_Written exercise_:
Output every line of the listing below as a Markdown table with two columns, Row and Line. Put the row number under Row and the line under Line, and skip any blank lines.

[Records from a data collection]

══════

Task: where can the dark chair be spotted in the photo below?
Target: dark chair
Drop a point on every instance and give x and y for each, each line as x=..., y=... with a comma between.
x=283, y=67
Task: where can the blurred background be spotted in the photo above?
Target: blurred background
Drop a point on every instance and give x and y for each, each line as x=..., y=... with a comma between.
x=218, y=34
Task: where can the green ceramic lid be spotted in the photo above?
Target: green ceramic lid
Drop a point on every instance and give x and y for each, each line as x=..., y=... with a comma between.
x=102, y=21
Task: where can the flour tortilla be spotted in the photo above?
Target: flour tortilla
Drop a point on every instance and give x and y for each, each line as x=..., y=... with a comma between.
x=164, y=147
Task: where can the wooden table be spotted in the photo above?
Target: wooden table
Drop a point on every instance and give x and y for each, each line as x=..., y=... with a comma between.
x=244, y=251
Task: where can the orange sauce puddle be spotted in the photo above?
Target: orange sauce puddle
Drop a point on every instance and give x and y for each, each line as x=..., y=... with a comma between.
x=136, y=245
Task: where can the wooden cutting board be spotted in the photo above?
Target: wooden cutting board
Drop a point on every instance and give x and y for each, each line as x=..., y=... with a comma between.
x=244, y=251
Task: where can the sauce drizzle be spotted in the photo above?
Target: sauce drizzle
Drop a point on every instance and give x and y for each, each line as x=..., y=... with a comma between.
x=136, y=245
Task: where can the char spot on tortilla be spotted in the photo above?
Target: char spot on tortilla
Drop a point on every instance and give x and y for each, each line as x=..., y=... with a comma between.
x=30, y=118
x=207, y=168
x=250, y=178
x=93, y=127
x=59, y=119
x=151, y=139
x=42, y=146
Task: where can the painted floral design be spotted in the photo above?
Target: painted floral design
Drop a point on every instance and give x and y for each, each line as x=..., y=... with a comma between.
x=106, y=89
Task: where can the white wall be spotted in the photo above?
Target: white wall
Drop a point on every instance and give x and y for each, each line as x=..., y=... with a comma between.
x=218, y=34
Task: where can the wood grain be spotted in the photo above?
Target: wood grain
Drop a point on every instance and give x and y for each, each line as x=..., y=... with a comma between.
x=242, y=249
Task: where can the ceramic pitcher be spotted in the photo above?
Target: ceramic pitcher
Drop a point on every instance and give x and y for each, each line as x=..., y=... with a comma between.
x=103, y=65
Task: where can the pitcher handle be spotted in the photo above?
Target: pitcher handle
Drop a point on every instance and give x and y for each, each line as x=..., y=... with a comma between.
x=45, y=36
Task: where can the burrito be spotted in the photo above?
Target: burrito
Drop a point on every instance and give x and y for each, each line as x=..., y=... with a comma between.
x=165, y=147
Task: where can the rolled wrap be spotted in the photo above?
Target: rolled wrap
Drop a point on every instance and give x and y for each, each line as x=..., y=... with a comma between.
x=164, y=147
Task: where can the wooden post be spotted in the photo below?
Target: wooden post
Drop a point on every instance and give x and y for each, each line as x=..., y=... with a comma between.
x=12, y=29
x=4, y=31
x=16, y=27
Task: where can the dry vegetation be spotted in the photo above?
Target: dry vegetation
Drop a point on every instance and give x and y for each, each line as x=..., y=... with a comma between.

══════

_Expected answer_:
| Row | Line |
|---|---|
| 1 | Task: where can the dark chair be spotted in the photo below? |
| 2 | Target: dark chair |
| 3 | Drop a point on every instance and give x and y for each, each line as x=..., y=... with a comma between. |
| 4 | x=283, y=67 |
| 5 | Task: where can the blurred background be spotted in the photo above? |
| 6 | Target: blurred background |
| 7 | Drop a point on every instance and give x and y for each, each line as x=..., y=... with a comma between. |
| 8 | x=218, y=34 |
| 9 | Task: where can the green ceramic lid be spotted in the photo above? |
| 10 | Target: green ceramic lid |
| 11 | Drop a point on every instance and give x and y for each, each line as x=..., y=... with a comma between. |
| 12 | x=102, y=21 |
| 13 | Task: where can the flour tortilla be spotted in the photo above? |
| 14 | Target: flour tortilla |
| 15 | Drop a point on every instance and give x and y for each, each line as x=..., y=... with a comma between. |
| 16 | x=164, y=147 |
| 17 | Task: where can the wooden table be spotted in the photo above? |
| 18 | Target: wooden table |
| 19 | Drop a point on every instance and give x and y for each, each line as x=..., y=... with a comma between. |
| 20 | x=244, y=251 |
| 21 | Task: where can the orange sauce puddle be spotted in the photo above? |
| 22 | Target: orange sauce puddle |
| 23 | Drop a point on every instance and give x and y for each, each line as x=..., y=... with a comma between. |
| 24 | x=136, y=245 |
| 25 | Task: where can the wooden cutting board be spotted in the photo above? |
| 26 | Target: wooden cutting board |
| 27 | Drop a point on every instance and give x and y for each, each line as x=..., y=... with a comma between. |
| 28 | x=244, y=251 |
| 29 | Task: where can the sauce drizzle be spotted in the photo above? |
| 30 | Target: sauce drizzle |
| 31 | Drop a point on every instance and give x and y for each, each line as x=..., y=... with a comma between. |
| 32 | x=136, y=245 |
| 33 | Task: where can the char spot on tortilla be spotted in the photo above? |
| 34 | Target: char spot on tortilla |
| 35 | Drop a point on every instance and give x and y for each, each line as x=..., y=... with a comma between. |
| 36 | x=30, y=118 |
| 37 | x=207, y=168 |
| 38 | x=250, y=178 |
| 39 | x=93, y=127 |
| 40 | x=59, y=119 |
| 41 | x=151, y=139 |
| 42 | x=42, y=146 |
| 43 | Task: where can the painted floral design be spotted in the photo above? |
| 44 | Target: painted floral design |
| 45 | Drop a point on every instance and give x and y for each, each line as x=..., y=... with a comma between. |
| 46 | x=106, y=89 |
| 47 | Task: where can the white wall be spotted in the photo above? |
| 48 | Target: white wall |
| 49 | Drop a point on every instance and give x and y for each, each line as x=..., y=... with a comma between. |
| 50 | x=218, y=34 |
| 51 | Task: where can the wood grain be spotted in the photo above? |
| 52 | Target: wood grain |
| 53 | Drop a point on every instance and give x and y for each, each line as x=..., y=... with a comma between. |
| 54 | x=242, y=249 |
| 55 | Task: where can the ceramic pitcher be spotted in the photo above? |
| 56 | Target: ceramic pitcher |
| 57 | Drop a point on every instance and give x and y for each, each line as x=..., y=... with a comma between. |
| 58 | x=103, y=65 |
| 59 | Task: where can the pitcher handle be spotted in the photo above? |
| 60 | Target: pitcher handle |
| 61 | Drop a point on every instance and give x and y for each, each line as x=..., y=... with a comma between. |
| 62 | x=45, y=36 |
| 63 | Task: where can the burrito be spotted in the photo above? |
| 64 | Target: burrito |
| 65 | Drop a point on every instance and give x and y for each, each line as x=..., y=... with a comma between. |
| 66 | x=165, y=147 |
| 67 | Task: where can the rolled wrap be spotted in the photo above? |
| 68 | Target: rolled wrap |
| 69 | Drop a point on every instance and give x and y for each, each line as x=..., y=... with a comma between. |
| 70 | x=164, y=147 |
| 71 | Task: where can the wooden post be spotted in the photo below? |
| 72 | Target: wooden post |
| 73 | Drop a point on every instance and give x and y for each, each line as x=..., y=... with a comma between. |
| 74 | x=12, y=29 |
| 75 | x=4, y=31 |
| 76 | x=16, y=27 |
| 77 | Task: where can the dry vegetation be spotted in the photo above? |
| 78 | Target: dry vegetation |
| 79 | Drop a point on every instance and give x and y for each, each line as x=..., y=... with a comma between. |